▶ _SET TASK_
Reproduce every line from the one containing "Query: dark planter pot" through the end of the items, requests included. In the answers, multiply each point coordinate by 1.6 and round it to a whole number, rounding halves up; leave all other numbers unchanged.

═══ RECORDS FOR THIS TASK ═══

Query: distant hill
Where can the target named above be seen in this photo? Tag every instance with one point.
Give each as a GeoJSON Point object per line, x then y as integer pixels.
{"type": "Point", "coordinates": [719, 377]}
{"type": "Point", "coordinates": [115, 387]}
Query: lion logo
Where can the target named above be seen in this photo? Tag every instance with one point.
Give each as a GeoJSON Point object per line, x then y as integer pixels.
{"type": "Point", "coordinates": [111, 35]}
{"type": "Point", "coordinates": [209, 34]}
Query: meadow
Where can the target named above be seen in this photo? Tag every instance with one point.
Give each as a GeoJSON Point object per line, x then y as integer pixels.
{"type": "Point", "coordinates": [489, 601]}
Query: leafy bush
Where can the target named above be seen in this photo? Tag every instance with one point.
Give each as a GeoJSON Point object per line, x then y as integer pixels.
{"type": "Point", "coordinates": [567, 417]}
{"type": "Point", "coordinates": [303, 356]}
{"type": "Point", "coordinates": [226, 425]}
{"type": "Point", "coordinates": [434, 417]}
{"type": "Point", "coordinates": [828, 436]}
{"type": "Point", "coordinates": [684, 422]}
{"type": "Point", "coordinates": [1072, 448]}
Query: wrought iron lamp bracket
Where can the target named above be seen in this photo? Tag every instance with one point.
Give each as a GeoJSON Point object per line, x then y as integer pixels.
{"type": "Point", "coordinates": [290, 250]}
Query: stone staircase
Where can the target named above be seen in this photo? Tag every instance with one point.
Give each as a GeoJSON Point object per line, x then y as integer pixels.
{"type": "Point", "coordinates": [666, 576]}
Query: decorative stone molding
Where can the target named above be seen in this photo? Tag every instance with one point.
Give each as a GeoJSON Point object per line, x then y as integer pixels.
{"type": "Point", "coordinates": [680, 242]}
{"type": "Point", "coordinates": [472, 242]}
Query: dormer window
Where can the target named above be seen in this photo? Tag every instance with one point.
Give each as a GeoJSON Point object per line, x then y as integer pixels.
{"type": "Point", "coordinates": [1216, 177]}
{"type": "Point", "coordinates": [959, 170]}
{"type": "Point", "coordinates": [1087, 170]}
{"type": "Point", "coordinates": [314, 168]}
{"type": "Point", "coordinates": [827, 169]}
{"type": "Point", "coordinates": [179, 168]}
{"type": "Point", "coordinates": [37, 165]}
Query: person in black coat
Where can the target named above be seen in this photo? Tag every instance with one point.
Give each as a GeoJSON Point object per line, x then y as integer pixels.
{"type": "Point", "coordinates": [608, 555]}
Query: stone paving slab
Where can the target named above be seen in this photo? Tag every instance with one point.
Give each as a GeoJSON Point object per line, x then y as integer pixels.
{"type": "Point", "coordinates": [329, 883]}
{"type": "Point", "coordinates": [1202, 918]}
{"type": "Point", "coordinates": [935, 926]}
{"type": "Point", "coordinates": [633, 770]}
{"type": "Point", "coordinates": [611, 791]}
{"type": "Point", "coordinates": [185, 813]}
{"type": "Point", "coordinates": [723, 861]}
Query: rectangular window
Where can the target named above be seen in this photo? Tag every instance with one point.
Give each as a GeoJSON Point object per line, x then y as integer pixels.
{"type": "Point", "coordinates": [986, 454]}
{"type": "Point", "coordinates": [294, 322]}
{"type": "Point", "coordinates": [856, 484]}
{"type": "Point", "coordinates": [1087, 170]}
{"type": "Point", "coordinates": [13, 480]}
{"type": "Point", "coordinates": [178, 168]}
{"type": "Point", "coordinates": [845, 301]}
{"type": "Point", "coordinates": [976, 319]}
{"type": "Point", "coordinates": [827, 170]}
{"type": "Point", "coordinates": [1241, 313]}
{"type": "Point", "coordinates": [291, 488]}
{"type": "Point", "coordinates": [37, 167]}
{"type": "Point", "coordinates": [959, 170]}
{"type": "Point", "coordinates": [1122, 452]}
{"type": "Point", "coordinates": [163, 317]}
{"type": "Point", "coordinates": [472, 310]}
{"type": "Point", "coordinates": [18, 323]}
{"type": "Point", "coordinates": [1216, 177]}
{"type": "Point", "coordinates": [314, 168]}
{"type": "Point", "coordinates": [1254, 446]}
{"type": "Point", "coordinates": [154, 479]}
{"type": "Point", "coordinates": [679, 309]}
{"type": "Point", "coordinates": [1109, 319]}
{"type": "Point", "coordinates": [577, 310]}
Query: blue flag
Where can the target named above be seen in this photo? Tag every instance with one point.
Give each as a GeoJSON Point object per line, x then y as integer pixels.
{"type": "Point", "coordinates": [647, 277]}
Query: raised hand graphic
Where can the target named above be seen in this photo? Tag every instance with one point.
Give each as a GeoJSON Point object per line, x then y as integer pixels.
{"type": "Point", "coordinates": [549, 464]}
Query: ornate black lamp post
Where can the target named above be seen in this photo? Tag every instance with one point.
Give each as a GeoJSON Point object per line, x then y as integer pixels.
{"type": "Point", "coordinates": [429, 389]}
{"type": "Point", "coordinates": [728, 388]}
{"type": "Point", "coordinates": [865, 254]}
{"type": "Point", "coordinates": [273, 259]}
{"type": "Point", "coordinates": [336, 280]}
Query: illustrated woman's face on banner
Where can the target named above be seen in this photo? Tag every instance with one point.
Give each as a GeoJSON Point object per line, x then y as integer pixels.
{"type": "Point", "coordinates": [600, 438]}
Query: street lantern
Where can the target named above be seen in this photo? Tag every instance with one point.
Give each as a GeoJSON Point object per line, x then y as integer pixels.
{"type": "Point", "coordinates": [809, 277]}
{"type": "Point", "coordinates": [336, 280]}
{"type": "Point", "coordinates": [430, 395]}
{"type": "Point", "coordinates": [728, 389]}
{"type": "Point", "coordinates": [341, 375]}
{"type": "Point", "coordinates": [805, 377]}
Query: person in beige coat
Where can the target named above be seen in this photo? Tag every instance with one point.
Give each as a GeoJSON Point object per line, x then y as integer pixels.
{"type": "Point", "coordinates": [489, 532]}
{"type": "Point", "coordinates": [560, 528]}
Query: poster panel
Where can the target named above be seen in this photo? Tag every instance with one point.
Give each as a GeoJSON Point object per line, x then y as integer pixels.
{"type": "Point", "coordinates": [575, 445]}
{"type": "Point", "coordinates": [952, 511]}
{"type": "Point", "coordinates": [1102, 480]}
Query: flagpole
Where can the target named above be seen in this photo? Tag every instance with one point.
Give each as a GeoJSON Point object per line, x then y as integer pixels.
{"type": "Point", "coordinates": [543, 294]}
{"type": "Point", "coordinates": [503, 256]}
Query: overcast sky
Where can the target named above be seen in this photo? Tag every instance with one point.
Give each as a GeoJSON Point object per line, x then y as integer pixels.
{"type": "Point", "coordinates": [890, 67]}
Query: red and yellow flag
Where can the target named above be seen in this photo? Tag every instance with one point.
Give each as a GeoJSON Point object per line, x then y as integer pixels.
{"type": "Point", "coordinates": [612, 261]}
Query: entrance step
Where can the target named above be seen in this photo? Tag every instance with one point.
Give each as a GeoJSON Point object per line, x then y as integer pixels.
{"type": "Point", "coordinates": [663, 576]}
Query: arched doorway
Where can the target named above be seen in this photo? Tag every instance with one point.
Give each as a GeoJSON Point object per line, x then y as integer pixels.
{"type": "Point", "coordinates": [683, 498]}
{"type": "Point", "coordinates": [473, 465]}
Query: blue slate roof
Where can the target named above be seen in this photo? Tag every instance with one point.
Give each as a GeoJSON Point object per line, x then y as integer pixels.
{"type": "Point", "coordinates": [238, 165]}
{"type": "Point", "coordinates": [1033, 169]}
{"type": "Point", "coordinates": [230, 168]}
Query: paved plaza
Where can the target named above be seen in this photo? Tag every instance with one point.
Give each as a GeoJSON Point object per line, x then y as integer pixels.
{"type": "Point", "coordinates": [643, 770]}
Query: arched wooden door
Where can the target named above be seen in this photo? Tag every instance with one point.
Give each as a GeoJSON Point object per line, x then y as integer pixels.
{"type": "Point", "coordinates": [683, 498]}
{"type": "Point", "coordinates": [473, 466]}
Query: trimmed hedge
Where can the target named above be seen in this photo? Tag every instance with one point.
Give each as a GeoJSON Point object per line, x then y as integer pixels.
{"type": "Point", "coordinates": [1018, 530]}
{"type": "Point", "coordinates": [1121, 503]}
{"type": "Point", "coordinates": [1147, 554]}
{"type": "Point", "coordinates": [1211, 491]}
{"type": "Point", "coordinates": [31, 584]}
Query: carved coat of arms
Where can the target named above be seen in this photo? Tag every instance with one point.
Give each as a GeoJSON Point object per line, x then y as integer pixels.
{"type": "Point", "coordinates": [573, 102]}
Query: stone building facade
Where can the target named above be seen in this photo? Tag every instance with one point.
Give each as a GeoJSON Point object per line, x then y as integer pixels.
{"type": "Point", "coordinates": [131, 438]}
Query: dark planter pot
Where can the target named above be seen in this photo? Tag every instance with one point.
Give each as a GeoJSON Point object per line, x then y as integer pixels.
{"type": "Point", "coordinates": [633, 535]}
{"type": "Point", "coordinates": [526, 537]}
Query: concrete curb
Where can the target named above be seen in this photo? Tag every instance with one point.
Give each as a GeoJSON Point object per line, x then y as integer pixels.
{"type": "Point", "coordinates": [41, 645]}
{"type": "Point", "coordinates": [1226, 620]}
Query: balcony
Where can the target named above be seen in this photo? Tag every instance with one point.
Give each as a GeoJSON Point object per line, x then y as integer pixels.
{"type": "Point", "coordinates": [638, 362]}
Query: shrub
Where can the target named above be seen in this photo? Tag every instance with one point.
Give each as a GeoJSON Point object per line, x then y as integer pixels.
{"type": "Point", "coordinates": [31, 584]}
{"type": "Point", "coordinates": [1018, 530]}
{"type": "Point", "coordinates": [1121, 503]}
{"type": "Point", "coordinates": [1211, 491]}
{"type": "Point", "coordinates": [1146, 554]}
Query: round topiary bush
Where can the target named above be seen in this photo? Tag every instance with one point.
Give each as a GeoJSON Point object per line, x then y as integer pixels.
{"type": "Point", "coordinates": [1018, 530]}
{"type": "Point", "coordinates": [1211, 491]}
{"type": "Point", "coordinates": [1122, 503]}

═══

▶ _THE ANSWER_
Query: dark planter pot
Where can the target named above be seen in this photo? Tag every instance with one point.
Give each as a GeoJSON Point object per line, x then y as integer pixels.
{"type": "Point", "coordinates": [1013, 856]}
{"type": "Point", "coordinates": [842, 859]}
Query: concrete curb
Where can the target named above be seen in this photo? Tag every instance with one point.
Give each as a GeoJSON Point object per line, x then y as integer pixels.
{"type": "Point", "coordinates": [66, 1032]}
{"type": "Point", "coordinates": [1962, 992]}
Query: balcony
Where can the target named above be seen in this photo? Tag every instance with one point.
Give each as a GeoJSON Point object per line, x then y as integer pixels.
{"type": "Point", "coordinates": [1021, 579]}
Query: shrub
Where can the target named above be seen in this photo? Tag every instance with one point.
Give each as a GeoJSON Point object per line, x then y as integer pixels.
{"type": "Point", "coordinates": [50, 934]}
{"type": "Point", "coordinates": [1629, 848]}
{"type": "Point", "coordinates": [1794, 805]}
{"type": "Point", "coordinates": [1938, 786]}
{"type": "Point", "coordinates": [1834, 886]}
Query: round topiary bush
Where can the target named above be seen in this photo? Tag every instance with one point.
Give each as a GeoJSON Point object per line, x then y as integer pixels.
{"type": "Point", "coordinates": [1629, 848]}
{"type": "Point", "coordinates": [1938, 786]}
{"type": "Point", "coordinates": [1795, 805]}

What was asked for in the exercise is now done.